(Saved data entries)
- Opening Delimiter -

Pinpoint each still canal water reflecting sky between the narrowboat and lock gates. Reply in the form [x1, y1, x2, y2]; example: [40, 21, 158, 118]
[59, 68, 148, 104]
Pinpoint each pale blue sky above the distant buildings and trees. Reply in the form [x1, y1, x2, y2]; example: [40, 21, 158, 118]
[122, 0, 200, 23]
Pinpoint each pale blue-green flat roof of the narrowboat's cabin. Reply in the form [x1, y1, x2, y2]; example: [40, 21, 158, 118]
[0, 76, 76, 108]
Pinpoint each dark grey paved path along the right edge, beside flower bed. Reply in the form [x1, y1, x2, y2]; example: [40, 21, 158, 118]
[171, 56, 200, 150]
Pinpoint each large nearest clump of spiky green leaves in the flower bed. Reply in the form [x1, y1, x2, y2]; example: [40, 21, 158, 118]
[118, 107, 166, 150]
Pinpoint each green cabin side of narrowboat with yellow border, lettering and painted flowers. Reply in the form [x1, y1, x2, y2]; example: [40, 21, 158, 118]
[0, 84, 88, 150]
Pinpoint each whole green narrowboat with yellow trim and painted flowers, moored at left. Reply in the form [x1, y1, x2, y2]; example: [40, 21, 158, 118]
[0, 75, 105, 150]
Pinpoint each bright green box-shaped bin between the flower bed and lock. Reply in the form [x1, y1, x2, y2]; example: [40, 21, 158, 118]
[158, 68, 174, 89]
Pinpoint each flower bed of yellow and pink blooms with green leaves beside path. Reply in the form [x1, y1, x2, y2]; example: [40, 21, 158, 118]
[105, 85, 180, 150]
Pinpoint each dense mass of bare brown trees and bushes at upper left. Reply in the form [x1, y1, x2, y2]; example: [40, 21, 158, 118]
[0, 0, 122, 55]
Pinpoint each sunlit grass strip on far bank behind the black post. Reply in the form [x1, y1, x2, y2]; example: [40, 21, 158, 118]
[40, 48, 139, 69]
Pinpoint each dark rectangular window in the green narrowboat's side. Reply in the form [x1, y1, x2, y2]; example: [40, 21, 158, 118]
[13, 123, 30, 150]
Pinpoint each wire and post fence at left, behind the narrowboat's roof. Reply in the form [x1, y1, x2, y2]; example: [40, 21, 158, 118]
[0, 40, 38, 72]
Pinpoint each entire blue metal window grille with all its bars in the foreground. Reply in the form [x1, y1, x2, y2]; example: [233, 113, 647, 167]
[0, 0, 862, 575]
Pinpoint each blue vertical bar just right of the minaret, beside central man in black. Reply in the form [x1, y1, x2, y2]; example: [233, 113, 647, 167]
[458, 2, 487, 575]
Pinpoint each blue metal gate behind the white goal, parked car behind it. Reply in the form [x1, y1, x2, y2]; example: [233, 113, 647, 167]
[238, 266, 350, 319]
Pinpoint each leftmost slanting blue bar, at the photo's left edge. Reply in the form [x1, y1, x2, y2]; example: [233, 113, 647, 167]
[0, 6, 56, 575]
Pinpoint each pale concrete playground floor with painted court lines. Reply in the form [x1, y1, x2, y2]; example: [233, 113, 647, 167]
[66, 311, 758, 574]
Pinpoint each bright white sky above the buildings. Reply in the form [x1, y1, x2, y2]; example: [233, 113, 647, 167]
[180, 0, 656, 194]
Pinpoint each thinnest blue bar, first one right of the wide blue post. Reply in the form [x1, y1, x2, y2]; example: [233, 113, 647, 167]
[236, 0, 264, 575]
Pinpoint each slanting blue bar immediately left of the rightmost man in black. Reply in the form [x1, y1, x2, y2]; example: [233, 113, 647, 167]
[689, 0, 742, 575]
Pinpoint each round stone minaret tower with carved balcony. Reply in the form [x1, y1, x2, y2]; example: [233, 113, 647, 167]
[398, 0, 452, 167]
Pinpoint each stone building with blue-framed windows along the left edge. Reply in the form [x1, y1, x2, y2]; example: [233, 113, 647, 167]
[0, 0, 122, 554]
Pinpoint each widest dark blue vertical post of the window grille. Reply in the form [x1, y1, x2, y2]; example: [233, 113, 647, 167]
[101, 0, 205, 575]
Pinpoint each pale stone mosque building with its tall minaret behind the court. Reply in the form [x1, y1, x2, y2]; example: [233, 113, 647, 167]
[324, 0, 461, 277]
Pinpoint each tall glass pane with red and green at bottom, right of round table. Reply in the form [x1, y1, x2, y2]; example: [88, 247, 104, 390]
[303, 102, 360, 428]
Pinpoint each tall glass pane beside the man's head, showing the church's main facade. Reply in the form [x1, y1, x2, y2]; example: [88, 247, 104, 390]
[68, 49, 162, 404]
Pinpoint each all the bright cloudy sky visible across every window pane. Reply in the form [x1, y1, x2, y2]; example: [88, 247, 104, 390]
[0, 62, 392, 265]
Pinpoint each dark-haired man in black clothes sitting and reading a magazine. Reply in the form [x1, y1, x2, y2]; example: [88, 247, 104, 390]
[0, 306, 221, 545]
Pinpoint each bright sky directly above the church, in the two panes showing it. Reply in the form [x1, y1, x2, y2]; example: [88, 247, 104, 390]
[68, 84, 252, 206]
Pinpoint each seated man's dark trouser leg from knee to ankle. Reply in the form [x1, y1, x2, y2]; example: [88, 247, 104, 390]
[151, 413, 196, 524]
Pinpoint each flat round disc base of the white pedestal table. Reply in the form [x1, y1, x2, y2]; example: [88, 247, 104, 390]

- Closing Delimiter -

- _YOUR TASK_:
The answer should consist only of the lines from the one with "Pinpoint each tall glass pane with" to the final line of the records above, retyped word for word.

- _ANSWER SPACE_:
Pinpoint each tall glass pane with red and green at bottom, right of round table. Reply in the form [x1, y1, x2, y2]; example: [88, 247, 104, 390]
[303, 102, 360, 428]
Pinpoint each tall glass pane beside the man's head, showing the church's main facade. Reply in the form [x1, y1, x2, y2]; example: [88, 247, 104, 390]
[68, 49, 162, 404]
Pinpoint each all the bright cloudy sky visible across every window pane. Reply in the form [x1, y1, x2, y2]; example: [88, 247, 104, 390]
[0, 62, 392, 265]
Pinpoint each dark-haired man in black clothes sitting and reading a magazine. Reply in the form [x1, y1, x2, y2]; example: [88, 247, 104, 390]
[0, 306, 221, 545]
Pinpoint each bright sky directly above the church, in the two panes showing it. Reply in the form [x1, y1, x2, y2]; example: [88, 247, 104, 390]
[68, 84, 252, 206]
Pinpoint each seated man's dark trouser leg from knee to ankle. Reply in the form [x1, y1, x2, y2]; example: [88, 247, 104, 390]
[151, 413, 196, 524]
Pinpoint each flat round disc base of the white pedestal table. Reply in the form [x1, y1, x2, y2]; example: [88, 247, 104, 390]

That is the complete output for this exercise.